任务说明 A: 请把记录中从含有“Could you please point to the vegetable”的那一行起，一直到记录结尾的各行原样重抄一遍，起止两行都要包括在内。

文本节选:
_ _ _ _ _

美文网首页
在ubuntu 20.04上使用selinium headles

在ubuntu 20.04上使用selinium headles

作者: awker | 来源:发表于2024-06-27 14:32 被阅读0次

    1、安装 selinium 和 chrome 浏览器

    # pip install selenium
    
    # wget https://dl.google.com/linux/direct/google-chrome-stable_current_amd64.deb
    # dpkg -i google-chrome-stable_current_amd64.deb
    ## 可以看到 chrome 浏览器的版本是 126.0.6478.126-1
    # dpkg -l | grep chrome
    ii  google-chrome-stable                  126.0.6478.126-1                      amd64        The web browser from Google
    

    2、安装 chromedriver
    chromedriver 的版本要和 chrome 浏览器对应,比如都要是 126.xxx.xxx.xxx
    根据上面的安装的 chrome 浏览器版本 126.0.6478.126-1 ,从 https://googlechromelabs.github.io/chrome-for-testing/#stable 下载对应的 chromedriver 版本,比如 https://storage.googleapis.com/chrome-for-testing-public/126.0.6478.126/linux64/chromedriver-linux64.zip

    # cd /opt/
    # wget https://storage.googleapis.com/chrome-for-testing-public/126.0.6478.126/linux64/chromedriver-linux64.zip
    # unzip chromedriver-linux64.zip
    # ls /opt/chromedriver-linux64/chromedriver
    

    3、实现爬取的代码demo

    # cat get_bn_listing_demo.py 
    from selenium.webdriver.chrome.service import Service
    from selenium import webdriver
    from selenium.webdriver.common.by import By
    import time
    import pandas as pd
    from selenium.webdriver.chrome.options import Options
    import datetime as dtdt
    
    
    def main():
        # 设置Chrome浏览器无头模式
        options = Options()

_ _ _ _ _

给定信息:
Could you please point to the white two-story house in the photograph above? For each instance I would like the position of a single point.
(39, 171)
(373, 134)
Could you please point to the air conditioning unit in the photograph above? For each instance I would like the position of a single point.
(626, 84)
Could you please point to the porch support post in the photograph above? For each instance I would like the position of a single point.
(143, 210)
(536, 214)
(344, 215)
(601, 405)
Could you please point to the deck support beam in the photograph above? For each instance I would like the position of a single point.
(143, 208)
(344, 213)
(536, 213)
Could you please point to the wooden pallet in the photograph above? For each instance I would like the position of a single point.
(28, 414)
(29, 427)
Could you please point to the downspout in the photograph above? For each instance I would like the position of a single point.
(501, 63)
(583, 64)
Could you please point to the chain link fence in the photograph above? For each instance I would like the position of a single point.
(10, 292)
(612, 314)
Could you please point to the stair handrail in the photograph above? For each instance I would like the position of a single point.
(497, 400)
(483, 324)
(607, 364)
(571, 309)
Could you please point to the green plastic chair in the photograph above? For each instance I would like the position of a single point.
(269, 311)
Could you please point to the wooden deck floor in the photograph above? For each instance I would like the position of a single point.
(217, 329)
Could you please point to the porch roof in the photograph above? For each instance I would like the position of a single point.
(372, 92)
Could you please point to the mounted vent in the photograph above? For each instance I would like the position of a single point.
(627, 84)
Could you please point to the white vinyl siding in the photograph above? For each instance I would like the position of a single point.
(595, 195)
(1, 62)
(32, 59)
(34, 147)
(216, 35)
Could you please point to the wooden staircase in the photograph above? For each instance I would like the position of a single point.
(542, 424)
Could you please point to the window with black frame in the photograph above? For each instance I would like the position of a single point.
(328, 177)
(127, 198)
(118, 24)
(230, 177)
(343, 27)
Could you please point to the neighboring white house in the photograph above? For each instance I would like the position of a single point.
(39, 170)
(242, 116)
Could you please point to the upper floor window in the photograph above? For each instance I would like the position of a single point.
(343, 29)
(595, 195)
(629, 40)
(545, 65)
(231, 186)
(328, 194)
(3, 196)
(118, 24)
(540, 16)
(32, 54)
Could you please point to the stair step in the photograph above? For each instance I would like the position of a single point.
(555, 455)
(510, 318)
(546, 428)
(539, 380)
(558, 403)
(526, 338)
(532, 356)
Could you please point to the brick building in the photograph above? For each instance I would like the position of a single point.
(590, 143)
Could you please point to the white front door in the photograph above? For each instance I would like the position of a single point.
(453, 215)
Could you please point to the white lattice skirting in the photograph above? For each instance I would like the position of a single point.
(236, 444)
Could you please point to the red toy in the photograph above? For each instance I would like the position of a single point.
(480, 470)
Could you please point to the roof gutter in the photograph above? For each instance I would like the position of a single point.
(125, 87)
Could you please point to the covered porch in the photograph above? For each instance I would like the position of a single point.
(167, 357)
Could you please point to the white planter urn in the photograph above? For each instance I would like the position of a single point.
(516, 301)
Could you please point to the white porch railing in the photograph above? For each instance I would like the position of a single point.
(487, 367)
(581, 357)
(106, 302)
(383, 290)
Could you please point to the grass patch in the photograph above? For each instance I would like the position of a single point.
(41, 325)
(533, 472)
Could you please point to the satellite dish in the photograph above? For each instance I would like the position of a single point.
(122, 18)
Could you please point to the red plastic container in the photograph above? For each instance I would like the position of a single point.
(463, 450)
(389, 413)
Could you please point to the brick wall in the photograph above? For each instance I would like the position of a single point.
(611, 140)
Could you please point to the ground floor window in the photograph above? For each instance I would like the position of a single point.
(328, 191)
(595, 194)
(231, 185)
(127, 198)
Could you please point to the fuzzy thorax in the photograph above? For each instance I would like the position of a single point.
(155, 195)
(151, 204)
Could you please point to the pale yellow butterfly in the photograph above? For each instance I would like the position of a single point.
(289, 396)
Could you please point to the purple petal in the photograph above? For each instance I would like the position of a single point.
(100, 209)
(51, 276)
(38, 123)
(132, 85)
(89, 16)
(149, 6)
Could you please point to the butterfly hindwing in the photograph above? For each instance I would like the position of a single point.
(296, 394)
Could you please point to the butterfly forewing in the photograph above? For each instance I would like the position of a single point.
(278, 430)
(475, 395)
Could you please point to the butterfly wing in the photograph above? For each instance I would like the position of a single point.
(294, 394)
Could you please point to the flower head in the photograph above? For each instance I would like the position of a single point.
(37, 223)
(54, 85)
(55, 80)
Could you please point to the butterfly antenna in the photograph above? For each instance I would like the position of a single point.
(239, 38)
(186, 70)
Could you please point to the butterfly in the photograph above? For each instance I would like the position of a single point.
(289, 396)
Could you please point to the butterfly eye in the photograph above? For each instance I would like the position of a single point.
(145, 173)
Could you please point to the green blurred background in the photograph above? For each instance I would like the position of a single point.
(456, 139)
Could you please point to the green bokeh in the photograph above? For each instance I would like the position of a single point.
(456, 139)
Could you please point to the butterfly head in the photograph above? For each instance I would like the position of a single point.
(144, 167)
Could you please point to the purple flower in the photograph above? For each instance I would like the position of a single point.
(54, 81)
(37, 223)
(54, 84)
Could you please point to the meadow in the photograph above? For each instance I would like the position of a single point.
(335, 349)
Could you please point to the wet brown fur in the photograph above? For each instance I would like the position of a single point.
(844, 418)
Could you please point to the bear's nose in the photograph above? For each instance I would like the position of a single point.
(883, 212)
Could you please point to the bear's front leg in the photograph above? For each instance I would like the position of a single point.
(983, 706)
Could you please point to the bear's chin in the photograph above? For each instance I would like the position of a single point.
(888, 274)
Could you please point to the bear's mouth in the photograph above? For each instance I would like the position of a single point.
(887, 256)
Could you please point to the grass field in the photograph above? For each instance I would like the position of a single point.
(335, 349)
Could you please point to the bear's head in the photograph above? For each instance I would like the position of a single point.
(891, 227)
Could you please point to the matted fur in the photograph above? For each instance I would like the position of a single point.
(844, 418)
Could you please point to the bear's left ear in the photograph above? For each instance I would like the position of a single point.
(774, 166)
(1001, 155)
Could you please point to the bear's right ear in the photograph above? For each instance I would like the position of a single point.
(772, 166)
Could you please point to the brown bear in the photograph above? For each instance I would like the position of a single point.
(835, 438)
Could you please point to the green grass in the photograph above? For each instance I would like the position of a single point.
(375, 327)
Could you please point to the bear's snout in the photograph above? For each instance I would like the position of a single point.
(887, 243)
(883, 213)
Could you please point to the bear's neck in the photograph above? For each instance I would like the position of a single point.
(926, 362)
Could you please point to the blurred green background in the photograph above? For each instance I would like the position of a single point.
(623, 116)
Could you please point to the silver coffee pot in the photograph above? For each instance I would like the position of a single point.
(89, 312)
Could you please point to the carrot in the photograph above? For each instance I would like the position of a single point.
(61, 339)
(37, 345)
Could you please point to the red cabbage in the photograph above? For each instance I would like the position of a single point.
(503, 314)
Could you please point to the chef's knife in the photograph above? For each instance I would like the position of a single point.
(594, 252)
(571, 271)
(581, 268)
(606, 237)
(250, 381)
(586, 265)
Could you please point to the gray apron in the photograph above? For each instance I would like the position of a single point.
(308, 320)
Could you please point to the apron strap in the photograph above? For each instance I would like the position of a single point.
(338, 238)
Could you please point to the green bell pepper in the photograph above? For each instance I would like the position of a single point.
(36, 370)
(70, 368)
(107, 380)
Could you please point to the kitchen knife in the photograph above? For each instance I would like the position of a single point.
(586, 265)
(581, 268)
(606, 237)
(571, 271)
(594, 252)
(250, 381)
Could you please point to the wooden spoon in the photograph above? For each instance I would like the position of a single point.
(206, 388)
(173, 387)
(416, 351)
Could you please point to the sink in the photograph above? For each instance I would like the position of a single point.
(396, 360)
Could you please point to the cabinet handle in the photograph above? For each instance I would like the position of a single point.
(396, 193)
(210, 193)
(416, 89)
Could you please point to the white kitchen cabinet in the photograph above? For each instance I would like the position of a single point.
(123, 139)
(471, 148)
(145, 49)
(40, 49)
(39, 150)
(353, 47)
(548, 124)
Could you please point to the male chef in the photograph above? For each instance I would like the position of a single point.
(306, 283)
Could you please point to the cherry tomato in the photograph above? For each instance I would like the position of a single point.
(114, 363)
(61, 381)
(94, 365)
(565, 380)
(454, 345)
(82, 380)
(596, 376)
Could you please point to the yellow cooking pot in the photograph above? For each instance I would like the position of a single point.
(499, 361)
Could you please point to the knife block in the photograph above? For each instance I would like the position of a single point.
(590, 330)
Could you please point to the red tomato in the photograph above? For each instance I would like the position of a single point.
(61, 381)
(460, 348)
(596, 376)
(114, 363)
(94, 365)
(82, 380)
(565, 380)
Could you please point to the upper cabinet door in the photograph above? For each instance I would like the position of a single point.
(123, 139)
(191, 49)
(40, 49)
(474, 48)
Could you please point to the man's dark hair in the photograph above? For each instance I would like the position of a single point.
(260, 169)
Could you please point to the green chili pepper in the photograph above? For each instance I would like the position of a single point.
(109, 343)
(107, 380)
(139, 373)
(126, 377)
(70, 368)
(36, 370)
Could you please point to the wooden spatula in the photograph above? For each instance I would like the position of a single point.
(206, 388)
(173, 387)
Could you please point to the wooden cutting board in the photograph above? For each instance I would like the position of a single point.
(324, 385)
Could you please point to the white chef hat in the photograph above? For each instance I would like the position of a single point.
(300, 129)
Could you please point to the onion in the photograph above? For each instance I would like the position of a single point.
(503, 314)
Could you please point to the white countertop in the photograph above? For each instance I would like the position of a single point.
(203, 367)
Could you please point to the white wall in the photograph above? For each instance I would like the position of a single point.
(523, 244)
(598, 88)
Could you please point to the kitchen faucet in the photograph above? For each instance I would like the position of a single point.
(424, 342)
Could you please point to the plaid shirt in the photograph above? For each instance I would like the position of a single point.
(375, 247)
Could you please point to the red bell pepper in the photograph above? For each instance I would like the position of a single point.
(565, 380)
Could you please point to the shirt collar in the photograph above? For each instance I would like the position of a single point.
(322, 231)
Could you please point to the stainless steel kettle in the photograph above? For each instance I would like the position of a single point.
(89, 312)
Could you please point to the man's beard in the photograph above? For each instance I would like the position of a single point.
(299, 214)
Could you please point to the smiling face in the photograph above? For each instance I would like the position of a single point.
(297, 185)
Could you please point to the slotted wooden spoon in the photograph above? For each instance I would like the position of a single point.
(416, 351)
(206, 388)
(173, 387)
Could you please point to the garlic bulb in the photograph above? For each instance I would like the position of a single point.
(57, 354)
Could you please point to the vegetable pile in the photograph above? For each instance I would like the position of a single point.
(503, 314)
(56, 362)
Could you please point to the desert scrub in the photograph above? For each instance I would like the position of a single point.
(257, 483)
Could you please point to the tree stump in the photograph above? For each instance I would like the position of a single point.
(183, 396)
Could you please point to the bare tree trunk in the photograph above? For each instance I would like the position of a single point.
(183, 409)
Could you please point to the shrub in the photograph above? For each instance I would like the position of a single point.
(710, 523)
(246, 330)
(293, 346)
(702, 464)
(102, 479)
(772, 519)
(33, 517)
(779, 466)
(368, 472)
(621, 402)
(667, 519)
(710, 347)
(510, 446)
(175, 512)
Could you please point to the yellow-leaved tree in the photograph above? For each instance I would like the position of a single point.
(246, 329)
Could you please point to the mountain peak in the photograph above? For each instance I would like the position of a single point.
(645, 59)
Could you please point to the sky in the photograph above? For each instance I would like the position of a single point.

_ _ _ _ _

任务说明 B: 根据文本节选，安装的 chrome 浏览器版本是多少？

回复 A:
Could you please point to the vegetable pile in the photograph above? For each instance I would like the position of a single point.
(503, 314)
(56, 362)
Could you please point to the desert scrub in the photograph above? For each instance I would like the position of a single point.
(257, 483)
Could you please point to the tree stump in the photograph above? For each instance I would like the position of a single point.
(183, 396)
Could you please point to the bare tree trunk in the photograph above? For each instance I would like the position of a single point.
(183, 409)
Could you please point to the shrub in the photograph above? For each instance I would like the position of a single point.
(710, 523)
(246, 330)
(293, 346)
(702, 464)
(102, 479)
(772, 519)
(33, 517)
(779, 466)
(368, 472)
(621, 402)
(667, 519)
(710, 347)
(510, 446)
(175, 512)
Could you please point to the yellow-leaved tree in the photograph above? For each instance I would like the position of a single point.
(246, 329)
Could you please point to the mountain peak in the photograph above? For each instance I would like the position of a single point.
(645, 59)
Could you please point to the sky in the photograph above? For each instance I would like the position of a single point.

回复 B: 126.0.6478.126-1